**Required action**
Show all lines below holding the string "Where".

**Data records**

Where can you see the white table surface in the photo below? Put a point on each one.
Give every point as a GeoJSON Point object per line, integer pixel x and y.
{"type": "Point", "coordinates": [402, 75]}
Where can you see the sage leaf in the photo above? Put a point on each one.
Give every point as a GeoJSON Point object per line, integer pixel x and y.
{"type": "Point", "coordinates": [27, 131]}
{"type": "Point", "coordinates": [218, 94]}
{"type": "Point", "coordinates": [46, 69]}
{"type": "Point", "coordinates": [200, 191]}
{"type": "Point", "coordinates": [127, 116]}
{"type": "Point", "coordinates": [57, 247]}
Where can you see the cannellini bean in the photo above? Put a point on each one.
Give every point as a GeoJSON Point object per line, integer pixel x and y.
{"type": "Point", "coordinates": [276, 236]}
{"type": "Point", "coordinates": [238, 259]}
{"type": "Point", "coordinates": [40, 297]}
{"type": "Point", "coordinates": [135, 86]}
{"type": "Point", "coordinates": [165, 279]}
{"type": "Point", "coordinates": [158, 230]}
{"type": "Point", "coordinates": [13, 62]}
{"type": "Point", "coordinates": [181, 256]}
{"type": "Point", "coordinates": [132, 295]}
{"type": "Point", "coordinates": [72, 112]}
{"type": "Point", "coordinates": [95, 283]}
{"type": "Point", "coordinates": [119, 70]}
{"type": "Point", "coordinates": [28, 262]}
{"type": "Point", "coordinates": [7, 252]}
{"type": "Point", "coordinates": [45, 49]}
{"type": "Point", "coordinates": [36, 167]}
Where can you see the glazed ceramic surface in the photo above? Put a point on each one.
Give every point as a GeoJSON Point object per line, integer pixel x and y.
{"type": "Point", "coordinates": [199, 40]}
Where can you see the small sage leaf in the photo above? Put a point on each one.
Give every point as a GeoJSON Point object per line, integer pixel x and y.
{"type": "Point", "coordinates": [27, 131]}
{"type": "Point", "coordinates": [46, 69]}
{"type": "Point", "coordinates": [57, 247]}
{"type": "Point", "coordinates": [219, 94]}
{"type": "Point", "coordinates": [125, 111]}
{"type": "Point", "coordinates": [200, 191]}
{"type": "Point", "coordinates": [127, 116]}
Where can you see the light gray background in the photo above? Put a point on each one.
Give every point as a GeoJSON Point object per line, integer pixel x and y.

**Task output**
Where can you see the white table surface in the photo below? Put a point on each one.
Where can you see the sage leaf in the photo above? Put a point on each one.
Where can you see the cannellini bean in the photo above? Put a point on each one.
Where can you see the glazed ceramic surface in the photo above? Put a point on each one.
Where can you see the small sage leaf in the photo above? Put a point on each one.
Where can you see the light gray background in the photo above? Put a point on each one.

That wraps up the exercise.